:: Entries shown ::

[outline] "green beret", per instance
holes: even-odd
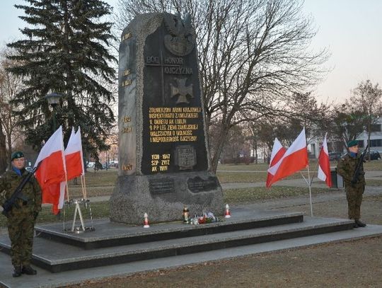
[[[357,140],[352,140],[347,142],[348,147],[352,147],[353,146],[357,146],[357,145],[358,145],[358,141]]]
[[[12,153],[11,160],[13,161],[13,159],[16,159],[18,158],[21,158],[23,156],[24,156],[24,154],[23,152],[21,152],[21,151],[16,151],[16,152]]]

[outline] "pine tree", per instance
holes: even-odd
[[[26,38],[8,46],[17,51],[10,58],[22,63],[10,71],[25,79],[26,88],[13,101],[26,140],[39,149],[52,134],[52,112],[45,96],[59,93],[57,127],[63,125],[67,139],[71,127],[81,125],[84,150],[96,156],[108,149],[105,140],[115,121],[114,97],[107,88],[115,79],[111,64],[116,59],[108,50],[112,23],[102,21],[110,6],[98,0],[25,1],[29,6],[15,6],[24,10]]]

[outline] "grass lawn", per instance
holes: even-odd
[[[336,163],[331,163],[335,166]],[[259,164],[239,164],[239,165],[219,165],[216,173],[219,181],[222,183],[255,183],[265,182],[267,178],[267,165]],[[364,168],[367,170],[382,170],[382,161],[373,161],[364,163]],[[311,177],[317,175],[316,161],[311,161]],[[302,173],[307,177],[307,170]],[[108,171],[99,171],[94,172],[92,169],[86,173],[86,190],[88,197],[110,195],[114,189],[114,185],[117,176],[117,169],[109,169]],[[299,178],[301,175],[299,173],[289,177],[291,178]],[[382,179],[368,180],[367,185],[370,186],[382,185]],[[69,185],[69,195],[71,198],[78,198],[82,196],[81,183],[75,185],[74,181],[70,181]],[[327,188],[312,188],[313,194],[330,192],[331,190]],[[255,201],[267,199],[283,198],[301,195],[308,195],[306,188],[274,186],[271,189],[264,187],[250,188],[228,189],[223,192],[224,202],[235,204],[250,203]],[[91,203],[93,217],[94,219],[108,217],[108,202]],[[73,207],[67,212],[72,215]],[[86,209],[84,209],[86,211]],[[38,217],[39,223],[54,222],[59,219],[52,214],[50,207],[44,207]],[[5,226],[6,218],[0,214],[0,226]]]

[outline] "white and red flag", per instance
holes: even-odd
[[[74,127],[71,128],[71,133],[64,154],[66,179],[61,183],[59,209],[62,209],[64,206],[67,181],[79,177],[85,173],[83,161],[82,160],[82,144],[79,127],[76,133],[74,132]]]
[[[270,187],[278,180],[303,169],[308,163],[306,138],[303,128],[282,159],[268,169],[268,173],[273,175],[269,184]]]
[[[64,160],[62,127],[46,142],[38,154],[35,167],[41,162],[35,173],[36,178],[42,190],[42,203],[53,205],[53,213],[59,212],[60,183],[65,180],[66,171]]]
[[[71,134],[65,149],[65,161],[68,181],[83,175],[81,128],[79,127],[76,133],[74,133],[74,128],[72,128]]]
[[[286,149],[285,147],[283,147],[280,142],[277,138],[274,138],[274,142],[273,143],[273,148],[272,149],[271,158],[270,161],[270,168],[276,165],[277,162],[282,158]],[[270,187],[270,182],[273,178],[273,174],[271,174],[268,172],[267,175],[267,183],[266,186],[267,188]]]
[[[326,134],[325,135],[323,146],[320,151],[320,155],[318,156],[318,173],[317,178],[326,182],[328,186],[332,187],[332,175],[330,174],[330,163],[329,162]]]

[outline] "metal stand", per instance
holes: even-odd
[[[82,212],[81,211],[80,204],[83,205],[84,208],[88,210],[91,223],[91,225],[89,227],[86,227],[85,226],[85,223],[83,221],[83,217],[82,216]],[[65,222],[66,221],[66,209],[69,209],[70,207],[70,205],[75,205],[74,215],[73,217],[73,223],[71,224],[71,229],[66,229],[65,228]],[[76,219],[77,217],[77,214],[79,214],[80,223],[79,223],[79,225],[76,226]],[[86,231],[91,231],[94,230],[96,229],[94,229],[94,224],[93,222],[93,217],[91,214],[91,207],[90,201],[86,199],[71,200],[69,201],[66,201],[65,202],[65,209],[64,209],[64,231],[79,234],[79,233],[83,233]]]

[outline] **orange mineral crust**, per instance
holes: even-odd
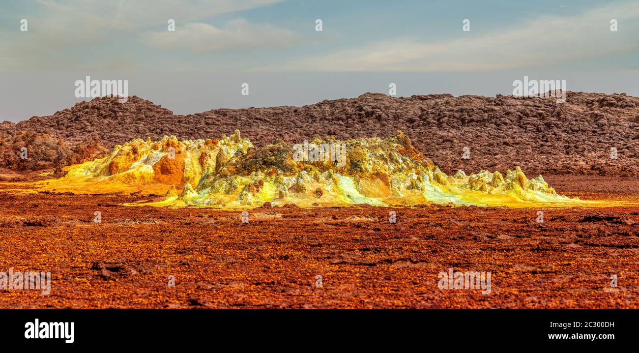
[[[548,179],[582,200],[639,196],[636,178]],[[240,211],[20,187],[0,184],[0,272],[50,271],[50,294],[0,289],[0,308],[639,306],[636,206],[544,208],[539,223],[530,208],[267,204],[245,224]],[[491,293],[440,289],[451,268],[489,271]]]

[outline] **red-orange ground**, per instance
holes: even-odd
[[[546,180],[584,199],[639,196],[636,178]],[[638,207],[546,209],[541,224],[530,208],[261,207],[243,224],[235,211],[9,187],[0,271],[52,281],[48,295],[0,290],[0,308],[639,307]],[[450,267],[490,271],[492,293],[440,290]]]

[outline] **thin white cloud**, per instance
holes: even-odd
[[[457,39],[428,43],[404,38],[328,54],[291,59],[266,70],[438,71],[509,69],[570,63],[636,51],[639,6],[611,5],[572,17],[543,16],[481,34],[461,31]],[[610,30],[617,19],[619,31]]]
[[[93,67],[96,63],[84,61],[90,57],[92,47],[137,38],[157,26],[166,29],[169,19],[179,26],[282,1],[37,0],[35,8],[15,19],[13,28],[0,32],[0,70]],[[22,18],[28,21],[28,31],[18,31]]]
[[[144,39],[151,47],[199,54],[219,50],[284,48],[300,42],[302,36],[270,24],[252,24],[238,19],[229,21],[222,28],[204,23],[176,26],[175,31],[149,33]]]

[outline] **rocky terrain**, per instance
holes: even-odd
[[[458,169],[505,171],[521,166],[533,176],[639,175],[639,98],[624,93],[568,92],[567,102],[559,104],[554,98],[500,95],[396,98],[368,93],[304,107],[220,109],[189,115],[174,114],[137,97],[123,104],[100,98],[51,116],[17,124],[5,122],[0,124],[0,136],[6,141],[15,140],[23,131],[47,134],[50,136],[47,139],[65,141],[61,143],[71,151],[93,135],[111,148],[137,137],[208,139],[235,129],[256,146],[277,139],[297,143],[315,135],[342,139],[385,137],[401,130],[447,173]],[[2,143],[5,150],[14,152],[21,146]],[[59,152],[61,158],[57,157],[59,148],[56,146],[46,143],[46,151],[31,155],[58,164],[69,162],[65,151]],[[469,159],[462,158],[465,147],[470,148]],[[610,158],[612,148],[617,150],[617,159]],[[6,153],[3,155],[0,164],[17,165],[7,161]],[[38,165],[32,162],[28,168]]]
[[[558,192],[638,196],[636,178],[573,178]],[[50,271],[50,294],[0,290],[2,309],[639,308],[636,206],[544,209],[539,223],[535,208],[265,205],[243,223],[17,187],[0,184],[0,271]],[[491,293],[440,289],[450,268],[490,271]]]

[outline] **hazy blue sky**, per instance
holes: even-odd
[[[529,72],[553,75],[541,79],[569,77],[571,90],[639,95],[636,1],[1,0],[0,4],[0,77],[4,83],[0,120],[51,114],[81,100],[73,97],[73,84],[84,75],[130,77],[130,94],[176,113],[195,113],[201,107],[308,104],[337,98],[336,91],[343,97],[387,92],[392,73],[400,72],[435,81],[398,83],[398,95],[507,94],[512,80]],[[26,32],[20,31],[23,19],[28,21]],[[167,30],[169,19],[176,21],[174,32]],[[315,30],[317,19],[323,21],[322,31]],[[470,31],[462,30],[466,19]],[[610,31],[613,19],[617,31]],[[353,75],[358,72],[370,76]],[[333,81],[319,79],[325,77],[322,73],[330,74]],[[220,75],[224,79],[216,81]],[[486,82],[493,75],[503,83]],[[160,88],[158,77],[164,77]],[[284,86],[298,87],[307,95],[290,88],[268,89],[269,82],[281,79]],[[251,95],[261,97],[239,96],[239,85],[250,80],[261,80],[262,89],[252,90]],[[452,88],[446,84],[451,80]],[[150,84],[151,81],[155,83]],[[217,86],[210,95],[207,82]],[[233,93],[219,99],[227,86]],[[30,104],[15,87],[29,90]],[[193,87],[197,91],[189,96]],[[57,104],[38,99],[45,94],[52,95]]]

:::

> **Request**: Pull out each line of the data above that contains the string "orange". Case counts.

> **Result of this task**:
[outline] **orange mineral crust**, per instance
[outline] **red-orange ground**, per instance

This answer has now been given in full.